TEXT BLOCK |
____________________
The cutoff isn't exactly distinct (some people put it after 9/11/2001), so
depending on who you ask either Gen Z is just entering teenage years (2005),
or most teenagers are already Gen Zers (2001).

Heck, it even predict HN's (Gen Yers) general reaction of disdain for the
"overprotected" and "timid" generation. Take comfort though: it also predicts
that Gen Y will be a dominant generation ("independent behavior + attitudes in
defining an era"), while Gen Z will be recessive ("dependent role in defining
an era").

Here are the descriptions. I added the actual and projected dates of the
latest cycle in parentheses:

> Hero generations enter childhood after an Awakening (1961–1981), during an
> Unraveling (1982-2004), a time of individual pragmatism, self-reliance, and
> laissez faire. Heroes grow up as increasingly protected post-Awakening
> children, come of age as team-oriented young optimists during a Crisis
> (2005-2025), emerge as energetic, overly-confident midlifers (2025-2044),
> and age into politically powerful elders attacked by another Awakening
> (2045-2064).
____________________
DATASET EXTRACT |
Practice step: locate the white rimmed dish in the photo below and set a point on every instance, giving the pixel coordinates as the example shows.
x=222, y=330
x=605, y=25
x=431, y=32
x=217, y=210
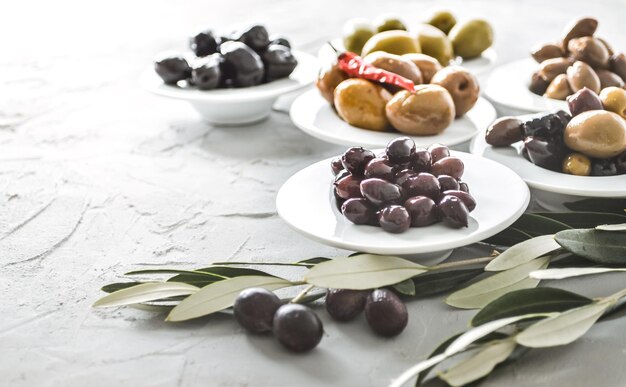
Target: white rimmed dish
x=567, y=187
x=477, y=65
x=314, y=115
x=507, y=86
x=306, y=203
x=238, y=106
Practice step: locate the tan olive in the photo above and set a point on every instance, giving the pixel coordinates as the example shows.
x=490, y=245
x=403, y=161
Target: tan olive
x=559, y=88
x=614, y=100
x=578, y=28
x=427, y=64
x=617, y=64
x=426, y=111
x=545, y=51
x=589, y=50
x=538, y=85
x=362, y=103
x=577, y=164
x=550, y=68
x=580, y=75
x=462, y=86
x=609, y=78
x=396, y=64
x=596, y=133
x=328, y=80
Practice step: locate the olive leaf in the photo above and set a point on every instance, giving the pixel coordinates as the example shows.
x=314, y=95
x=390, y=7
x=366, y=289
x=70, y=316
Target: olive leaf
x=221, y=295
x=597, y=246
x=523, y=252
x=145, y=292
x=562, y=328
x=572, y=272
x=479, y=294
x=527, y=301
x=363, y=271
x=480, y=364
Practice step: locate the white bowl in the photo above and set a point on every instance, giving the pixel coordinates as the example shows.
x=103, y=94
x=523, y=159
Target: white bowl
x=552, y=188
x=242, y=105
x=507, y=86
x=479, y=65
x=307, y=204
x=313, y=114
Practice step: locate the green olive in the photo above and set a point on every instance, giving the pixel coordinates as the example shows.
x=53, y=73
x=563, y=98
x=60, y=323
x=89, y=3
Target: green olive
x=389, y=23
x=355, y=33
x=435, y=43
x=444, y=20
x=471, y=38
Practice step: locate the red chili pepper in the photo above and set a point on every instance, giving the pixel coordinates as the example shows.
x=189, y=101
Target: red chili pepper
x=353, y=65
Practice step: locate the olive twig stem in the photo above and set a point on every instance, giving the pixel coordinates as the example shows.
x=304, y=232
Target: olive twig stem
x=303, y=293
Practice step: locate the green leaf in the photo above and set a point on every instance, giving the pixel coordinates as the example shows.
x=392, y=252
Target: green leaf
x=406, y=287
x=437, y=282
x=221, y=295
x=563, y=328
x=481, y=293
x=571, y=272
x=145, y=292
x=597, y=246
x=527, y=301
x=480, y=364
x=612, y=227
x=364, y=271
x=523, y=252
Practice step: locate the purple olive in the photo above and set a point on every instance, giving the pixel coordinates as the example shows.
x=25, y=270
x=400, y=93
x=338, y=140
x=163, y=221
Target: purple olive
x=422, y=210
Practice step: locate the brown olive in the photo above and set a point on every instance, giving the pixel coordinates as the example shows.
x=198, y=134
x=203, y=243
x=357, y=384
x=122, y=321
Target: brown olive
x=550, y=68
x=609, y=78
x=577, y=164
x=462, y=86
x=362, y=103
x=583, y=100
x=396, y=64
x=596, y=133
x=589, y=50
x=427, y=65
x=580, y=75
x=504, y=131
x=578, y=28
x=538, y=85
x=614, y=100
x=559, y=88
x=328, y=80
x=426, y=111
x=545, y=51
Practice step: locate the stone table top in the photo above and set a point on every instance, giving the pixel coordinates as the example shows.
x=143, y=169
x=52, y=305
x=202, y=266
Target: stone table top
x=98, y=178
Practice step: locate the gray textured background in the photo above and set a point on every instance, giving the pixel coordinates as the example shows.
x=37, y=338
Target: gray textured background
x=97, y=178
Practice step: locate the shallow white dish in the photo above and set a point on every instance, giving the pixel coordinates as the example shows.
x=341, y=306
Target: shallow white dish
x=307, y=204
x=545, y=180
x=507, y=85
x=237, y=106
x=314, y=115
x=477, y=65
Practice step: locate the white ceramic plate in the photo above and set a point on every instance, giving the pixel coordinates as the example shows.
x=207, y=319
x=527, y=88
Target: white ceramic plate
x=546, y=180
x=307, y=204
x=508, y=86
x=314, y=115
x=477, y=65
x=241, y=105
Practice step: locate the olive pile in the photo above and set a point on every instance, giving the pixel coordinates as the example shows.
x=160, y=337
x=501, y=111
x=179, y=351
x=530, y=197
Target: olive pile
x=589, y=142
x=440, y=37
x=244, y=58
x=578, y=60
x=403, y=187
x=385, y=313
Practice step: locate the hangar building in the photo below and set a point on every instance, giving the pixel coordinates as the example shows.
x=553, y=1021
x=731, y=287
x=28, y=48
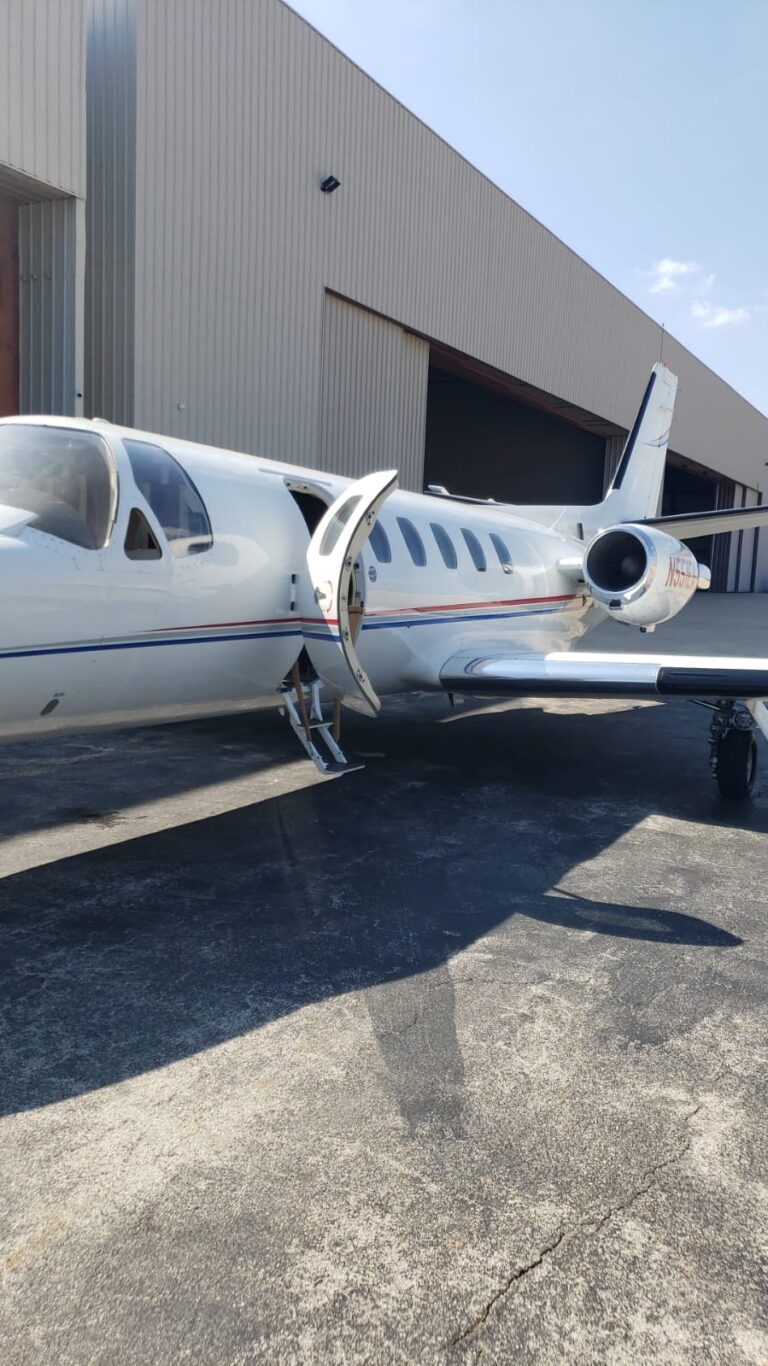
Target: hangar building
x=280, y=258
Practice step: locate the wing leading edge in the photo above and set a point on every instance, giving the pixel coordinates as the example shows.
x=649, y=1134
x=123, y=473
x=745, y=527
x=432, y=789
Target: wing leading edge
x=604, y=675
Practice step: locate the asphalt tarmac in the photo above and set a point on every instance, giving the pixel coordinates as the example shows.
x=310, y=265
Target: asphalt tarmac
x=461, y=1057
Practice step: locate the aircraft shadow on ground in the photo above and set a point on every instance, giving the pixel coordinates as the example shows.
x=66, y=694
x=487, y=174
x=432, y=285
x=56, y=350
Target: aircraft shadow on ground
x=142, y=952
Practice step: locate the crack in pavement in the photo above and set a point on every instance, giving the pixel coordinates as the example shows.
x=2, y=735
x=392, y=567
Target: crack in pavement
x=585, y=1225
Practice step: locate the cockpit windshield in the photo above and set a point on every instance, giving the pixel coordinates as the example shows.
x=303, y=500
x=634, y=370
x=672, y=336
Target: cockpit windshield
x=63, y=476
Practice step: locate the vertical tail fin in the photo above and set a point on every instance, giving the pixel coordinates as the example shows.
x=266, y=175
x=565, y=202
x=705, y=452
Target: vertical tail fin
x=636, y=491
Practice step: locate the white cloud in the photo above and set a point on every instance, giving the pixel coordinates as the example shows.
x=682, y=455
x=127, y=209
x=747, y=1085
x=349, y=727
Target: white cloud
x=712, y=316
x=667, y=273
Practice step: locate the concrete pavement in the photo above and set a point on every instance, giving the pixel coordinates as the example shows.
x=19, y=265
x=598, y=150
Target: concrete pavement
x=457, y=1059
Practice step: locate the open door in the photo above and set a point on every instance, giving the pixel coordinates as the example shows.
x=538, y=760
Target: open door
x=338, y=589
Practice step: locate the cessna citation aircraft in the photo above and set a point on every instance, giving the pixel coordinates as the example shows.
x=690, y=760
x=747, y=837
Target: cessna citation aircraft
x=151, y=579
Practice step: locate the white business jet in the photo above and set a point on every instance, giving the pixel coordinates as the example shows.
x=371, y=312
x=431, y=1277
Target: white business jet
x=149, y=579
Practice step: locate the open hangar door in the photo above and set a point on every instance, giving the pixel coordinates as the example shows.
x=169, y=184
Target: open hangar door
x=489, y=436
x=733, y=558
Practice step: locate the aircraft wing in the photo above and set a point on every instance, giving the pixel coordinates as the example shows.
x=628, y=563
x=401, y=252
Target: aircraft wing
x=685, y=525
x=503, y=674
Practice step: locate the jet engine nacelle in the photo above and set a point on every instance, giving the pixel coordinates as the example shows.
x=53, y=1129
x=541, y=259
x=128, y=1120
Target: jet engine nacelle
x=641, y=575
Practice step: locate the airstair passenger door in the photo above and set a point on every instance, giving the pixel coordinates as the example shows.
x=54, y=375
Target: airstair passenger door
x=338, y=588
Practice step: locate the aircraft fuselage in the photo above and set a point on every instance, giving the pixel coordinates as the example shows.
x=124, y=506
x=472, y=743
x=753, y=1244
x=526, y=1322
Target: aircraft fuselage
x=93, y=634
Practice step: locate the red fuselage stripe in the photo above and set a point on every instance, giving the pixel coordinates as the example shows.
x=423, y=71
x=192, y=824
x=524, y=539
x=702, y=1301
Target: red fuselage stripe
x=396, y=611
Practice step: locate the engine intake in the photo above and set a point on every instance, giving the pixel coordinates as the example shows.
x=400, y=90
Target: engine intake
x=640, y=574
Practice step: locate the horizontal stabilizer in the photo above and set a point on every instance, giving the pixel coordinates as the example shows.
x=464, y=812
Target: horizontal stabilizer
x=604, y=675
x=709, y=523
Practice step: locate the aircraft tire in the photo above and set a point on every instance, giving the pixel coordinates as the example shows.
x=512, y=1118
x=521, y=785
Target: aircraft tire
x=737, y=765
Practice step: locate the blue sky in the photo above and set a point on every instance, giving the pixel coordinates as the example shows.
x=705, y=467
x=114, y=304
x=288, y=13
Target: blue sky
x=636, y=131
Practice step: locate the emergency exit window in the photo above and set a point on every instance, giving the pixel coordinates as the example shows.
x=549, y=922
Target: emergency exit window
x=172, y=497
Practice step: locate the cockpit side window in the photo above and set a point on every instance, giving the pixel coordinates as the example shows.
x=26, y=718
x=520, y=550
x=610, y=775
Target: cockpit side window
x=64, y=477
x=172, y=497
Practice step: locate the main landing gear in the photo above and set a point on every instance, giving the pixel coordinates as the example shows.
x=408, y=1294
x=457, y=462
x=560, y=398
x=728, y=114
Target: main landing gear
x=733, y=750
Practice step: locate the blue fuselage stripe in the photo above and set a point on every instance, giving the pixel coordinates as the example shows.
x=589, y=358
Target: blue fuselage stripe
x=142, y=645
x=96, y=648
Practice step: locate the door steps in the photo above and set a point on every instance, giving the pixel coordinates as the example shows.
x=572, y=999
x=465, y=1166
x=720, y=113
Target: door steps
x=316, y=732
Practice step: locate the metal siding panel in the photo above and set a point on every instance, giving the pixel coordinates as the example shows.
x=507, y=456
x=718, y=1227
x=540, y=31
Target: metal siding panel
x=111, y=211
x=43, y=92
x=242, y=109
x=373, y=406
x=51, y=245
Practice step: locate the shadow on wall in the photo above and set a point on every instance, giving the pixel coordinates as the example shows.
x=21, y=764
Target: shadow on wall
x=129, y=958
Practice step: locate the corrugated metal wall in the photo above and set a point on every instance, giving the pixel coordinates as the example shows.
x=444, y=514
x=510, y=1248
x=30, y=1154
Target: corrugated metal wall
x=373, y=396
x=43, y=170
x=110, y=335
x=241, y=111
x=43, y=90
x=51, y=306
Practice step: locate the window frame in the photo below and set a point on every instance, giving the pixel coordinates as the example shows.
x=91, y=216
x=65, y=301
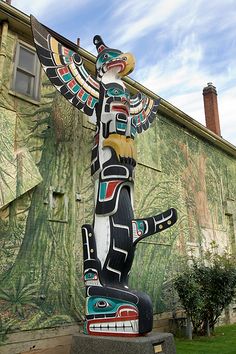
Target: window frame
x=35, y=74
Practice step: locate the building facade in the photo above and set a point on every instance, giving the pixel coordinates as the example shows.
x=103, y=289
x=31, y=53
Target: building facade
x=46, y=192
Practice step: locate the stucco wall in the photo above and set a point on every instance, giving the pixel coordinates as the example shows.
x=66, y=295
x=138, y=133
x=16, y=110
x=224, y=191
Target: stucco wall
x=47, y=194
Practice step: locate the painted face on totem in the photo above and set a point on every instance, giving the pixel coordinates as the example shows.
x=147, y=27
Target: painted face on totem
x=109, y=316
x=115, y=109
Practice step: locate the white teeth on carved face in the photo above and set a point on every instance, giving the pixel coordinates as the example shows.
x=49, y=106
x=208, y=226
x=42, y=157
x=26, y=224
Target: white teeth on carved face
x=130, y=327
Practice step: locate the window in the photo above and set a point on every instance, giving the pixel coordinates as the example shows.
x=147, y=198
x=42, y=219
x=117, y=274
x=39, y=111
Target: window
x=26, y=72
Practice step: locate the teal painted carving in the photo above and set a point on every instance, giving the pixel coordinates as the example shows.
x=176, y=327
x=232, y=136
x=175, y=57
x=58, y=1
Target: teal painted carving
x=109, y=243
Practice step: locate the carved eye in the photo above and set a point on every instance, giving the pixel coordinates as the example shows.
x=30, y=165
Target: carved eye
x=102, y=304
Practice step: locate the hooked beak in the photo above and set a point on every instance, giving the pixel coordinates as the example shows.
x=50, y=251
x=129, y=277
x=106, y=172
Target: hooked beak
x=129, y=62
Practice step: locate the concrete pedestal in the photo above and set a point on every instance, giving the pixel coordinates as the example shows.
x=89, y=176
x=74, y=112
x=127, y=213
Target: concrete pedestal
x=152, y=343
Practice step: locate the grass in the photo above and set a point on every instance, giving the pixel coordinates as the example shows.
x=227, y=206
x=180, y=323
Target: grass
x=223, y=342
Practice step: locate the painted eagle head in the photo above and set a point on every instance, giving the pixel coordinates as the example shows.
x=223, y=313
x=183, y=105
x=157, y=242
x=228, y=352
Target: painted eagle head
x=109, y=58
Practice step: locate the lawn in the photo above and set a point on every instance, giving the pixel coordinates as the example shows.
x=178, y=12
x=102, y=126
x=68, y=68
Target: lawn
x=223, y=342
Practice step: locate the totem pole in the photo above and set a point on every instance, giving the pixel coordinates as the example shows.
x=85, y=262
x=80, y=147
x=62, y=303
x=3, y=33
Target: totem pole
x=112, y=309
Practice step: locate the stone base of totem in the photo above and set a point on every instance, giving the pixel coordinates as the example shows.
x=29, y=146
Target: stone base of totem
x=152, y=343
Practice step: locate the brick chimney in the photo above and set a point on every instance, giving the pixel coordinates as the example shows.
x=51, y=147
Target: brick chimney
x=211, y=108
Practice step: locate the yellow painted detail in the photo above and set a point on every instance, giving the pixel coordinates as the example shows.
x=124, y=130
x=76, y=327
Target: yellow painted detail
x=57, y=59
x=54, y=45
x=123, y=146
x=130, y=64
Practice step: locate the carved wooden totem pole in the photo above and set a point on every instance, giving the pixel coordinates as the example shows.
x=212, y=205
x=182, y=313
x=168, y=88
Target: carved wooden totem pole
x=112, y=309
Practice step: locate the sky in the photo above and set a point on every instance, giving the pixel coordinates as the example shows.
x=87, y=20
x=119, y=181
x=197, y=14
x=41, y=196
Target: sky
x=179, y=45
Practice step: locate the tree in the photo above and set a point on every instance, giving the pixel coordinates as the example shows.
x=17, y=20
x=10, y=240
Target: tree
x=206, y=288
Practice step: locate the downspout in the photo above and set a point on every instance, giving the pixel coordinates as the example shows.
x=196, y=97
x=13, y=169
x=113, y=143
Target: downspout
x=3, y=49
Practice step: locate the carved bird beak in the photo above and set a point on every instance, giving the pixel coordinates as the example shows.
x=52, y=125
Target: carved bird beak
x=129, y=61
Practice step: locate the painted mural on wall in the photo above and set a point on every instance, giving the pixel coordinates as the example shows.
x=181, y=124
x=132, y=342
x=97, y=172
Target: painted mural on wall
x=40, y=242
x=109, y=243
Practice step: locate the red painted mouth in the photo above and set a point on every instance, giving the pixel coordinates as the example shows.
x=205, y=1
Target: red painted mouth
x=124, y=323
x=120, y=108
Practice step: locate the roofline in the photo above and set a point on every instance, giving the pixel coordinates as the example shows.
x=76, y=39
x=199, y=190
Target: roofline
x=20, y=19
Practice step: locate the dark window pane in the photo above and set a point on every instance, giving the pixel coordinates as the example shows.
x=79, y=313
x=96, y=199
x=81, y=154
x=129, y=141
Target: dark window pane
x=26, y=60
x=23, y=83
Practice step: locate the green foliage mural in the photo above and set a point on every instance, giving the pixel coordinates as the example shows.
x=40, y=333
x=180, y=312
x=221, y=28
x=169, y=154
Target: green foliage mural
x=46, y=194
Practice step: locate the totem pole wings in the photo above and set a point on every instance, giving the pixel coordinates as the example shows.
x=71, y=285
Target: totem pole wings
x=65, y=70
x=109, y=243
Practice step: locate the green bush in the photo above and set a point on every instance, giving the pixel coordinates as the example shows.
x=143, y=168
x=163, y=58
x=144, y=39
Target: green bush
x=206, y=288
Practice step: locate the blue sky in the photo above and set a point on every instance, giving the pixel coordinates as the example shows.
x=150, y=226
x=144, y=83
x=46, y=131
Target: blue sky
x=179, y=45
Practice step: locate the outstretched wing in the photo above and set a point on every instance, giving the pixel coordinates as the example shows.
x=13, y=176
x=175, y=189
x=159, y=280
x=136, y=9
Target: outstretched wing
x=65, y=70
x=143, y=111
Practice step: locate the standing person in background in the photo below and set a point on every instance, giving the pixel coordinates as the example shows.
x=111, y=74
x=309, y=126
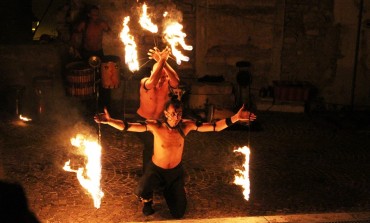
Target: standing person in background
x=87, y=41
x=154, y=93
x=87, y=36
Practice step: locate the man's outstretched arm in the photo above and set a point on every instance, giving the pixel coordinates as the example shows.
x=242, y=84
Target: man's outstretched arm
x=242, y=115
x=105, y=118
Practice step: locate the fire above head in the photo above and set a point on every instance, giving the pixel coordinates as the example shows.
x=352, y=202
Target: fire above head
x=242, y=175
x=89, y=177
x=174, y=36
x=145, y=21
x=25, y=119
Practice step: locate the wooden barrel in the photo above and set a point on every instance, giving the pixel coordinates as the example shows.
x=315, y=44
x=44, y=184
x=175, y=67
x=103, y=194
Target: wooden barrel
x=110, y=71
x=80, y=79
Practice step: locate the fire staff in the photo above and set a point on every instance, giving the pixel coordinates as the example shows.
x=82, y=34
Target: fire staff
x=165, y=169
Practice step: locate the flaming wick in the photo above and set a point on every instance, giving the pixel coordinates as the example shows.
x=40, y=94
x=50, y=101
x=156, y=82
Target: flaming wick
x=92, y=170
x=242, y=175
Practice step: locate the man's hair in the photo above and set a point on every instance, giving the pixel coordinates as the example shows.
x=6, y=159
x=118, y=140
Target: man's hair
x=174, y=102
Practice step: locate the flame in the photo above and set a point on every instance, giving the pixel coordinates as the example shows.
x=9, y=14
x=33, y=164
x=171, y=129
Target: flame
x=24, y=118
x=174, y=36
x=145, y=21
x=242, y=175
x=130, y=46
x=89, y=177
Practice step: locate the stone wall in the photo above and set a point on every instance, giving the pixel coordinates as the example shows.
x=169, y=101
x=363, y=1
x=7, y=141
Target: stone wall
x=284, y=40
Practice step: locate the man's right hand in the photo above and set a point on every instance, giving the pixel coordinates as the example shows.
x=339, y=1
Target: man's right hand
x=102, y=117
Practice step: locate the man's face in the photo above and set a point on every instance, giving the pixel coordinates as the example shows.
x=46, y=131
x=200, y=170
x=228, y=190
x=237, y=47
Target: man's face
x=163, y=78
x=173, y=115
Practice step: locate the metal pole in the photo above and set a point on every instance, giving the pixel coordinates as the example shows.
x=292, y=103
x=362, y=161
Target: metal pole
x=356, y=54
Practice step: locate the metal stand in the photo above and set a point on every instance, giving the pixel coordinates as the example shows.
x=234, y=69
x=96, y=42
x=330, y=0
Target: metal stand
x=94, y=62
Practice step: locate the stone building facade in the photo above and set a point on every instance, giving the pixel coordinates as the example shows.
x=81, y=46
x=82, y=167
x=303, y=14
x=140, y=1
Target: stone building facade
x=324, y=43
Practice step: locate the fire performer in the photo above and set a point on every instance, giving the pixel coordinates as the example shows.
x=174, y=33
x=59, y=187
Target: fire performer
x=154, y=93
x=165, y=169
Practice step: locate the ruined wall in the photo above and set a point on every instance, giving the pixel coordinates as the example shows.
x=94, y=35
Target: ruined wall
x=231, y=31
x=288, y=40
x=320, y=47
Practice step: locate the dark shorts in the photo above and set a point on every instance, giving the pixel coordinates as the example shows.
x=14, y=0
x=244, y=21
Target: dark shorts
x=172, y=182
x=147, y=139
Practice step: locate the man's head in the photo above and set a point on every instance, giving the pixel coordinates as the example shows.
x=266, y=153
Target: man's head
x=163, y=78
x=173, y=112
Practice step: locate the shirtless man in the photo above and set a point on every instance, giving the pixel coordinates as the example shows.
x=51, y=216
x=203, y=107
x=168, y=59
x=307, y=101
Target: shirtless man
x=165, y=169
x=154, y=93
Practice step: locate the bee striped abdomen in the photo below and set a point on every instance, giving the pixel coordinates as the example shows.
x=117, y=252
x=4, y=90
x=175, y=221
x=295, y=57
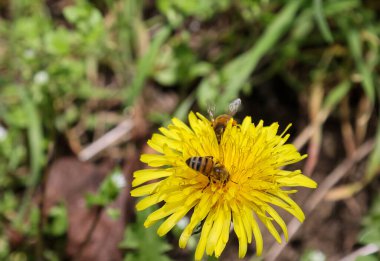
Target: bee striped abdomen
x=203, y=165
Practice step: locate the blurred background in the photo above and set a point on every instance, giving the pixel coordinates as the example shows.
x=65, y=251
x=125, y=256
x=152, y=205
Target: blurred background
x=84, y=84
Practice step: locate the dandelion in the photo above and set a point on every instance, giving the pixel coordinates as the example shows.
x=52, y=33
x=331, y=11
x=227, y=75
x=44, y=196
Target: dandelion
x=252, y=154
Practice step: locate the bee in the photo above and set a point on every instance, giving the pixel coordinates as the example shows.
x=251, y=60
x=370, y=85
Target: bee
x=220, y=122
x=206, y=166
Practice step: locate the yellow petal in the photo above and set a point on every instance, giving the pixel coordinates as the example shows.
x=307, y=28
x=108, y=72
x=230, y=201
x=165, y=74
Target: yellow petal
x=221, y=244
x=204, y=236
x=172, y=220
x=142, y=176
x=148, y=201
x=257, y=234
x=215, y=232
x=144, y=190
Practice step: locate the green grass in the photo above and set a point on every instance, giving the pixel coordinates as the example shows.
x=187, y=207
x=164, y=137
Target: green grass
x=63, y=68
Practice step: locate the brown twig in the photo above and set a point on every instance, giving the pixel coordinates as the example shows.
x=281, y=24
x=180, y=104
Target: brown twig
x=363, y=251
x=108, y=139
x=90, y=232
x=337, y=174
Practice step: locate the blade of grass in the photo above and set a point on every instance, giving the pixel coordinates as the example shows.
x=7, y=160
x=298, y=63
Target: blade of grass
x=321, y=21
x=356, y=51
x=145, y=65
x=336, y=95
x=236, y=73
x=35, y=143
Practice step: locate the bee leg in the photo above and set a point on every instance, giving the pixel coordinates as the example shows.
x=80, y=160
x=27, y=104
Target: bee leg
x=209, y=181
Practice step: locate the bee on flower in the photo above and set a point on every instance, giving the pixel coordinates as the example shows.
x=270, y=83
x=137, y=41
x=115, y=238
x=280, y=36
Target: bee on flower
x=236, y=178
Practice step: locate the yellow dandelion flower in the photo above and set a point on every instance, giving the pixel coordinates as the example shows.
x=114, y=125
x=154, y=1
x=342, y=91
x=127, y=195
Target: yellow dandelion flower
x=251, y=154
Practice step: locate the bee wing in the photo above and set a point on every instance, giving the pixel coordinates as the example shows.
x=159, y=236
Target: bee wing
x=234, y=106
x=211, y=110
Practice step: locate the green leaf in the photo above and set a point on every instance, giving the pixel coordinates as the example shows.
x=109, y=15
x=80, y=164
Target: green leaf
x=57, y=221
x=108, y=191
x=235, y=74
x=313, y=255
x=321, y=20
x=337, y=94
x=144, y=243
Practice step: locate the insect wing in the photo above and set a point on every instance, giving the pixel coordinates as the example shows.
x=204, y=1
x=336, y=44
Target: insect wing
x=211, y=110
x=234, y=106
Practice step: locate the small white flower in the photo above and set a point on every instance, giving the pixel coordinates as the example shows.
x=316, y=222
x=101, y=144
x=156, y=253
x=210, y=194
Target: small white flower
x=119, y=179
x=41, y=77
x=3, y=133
____________________
REQUESTS |
#1 In the comment on generational theory, list every year range shown with a dash in the quoted description of Hero generations.
#2 Decide whether each statement agrees with the comment on generational theory. Answer yes or no, and quote the words of the comment that decide it.
(a) Gen Y is predicted to be a dominant generation.
(b) There is a clear, agreed cutoff for when Gen Z begins.
(c) In the quoted description, Heroes come of age during an Unraveling.
#3 Copy the passage of the comment on generational theory that starts at "The cutoff isn't" and ends at "Gen Zers (2001).".

SOLUTIONS TO EACH TASK |
#1
1961–1981
1982-2004
2005-2025
2025-2044
2045-2064

#2
(a) Yes: "it also predicts that Gen Y will be a dominant generation"
(b) No: "The cutoff isn't exactly distinct"
(c) No: "come of age as team-oriented young optimists during a Crisis"

#3
The cutoff isn't exactly distinct (some people put it after 9/11/2001), so
depending on who you ask either Gen Z is just entering teenage years (2005),
or most teenagers are already Gen Zers (2001).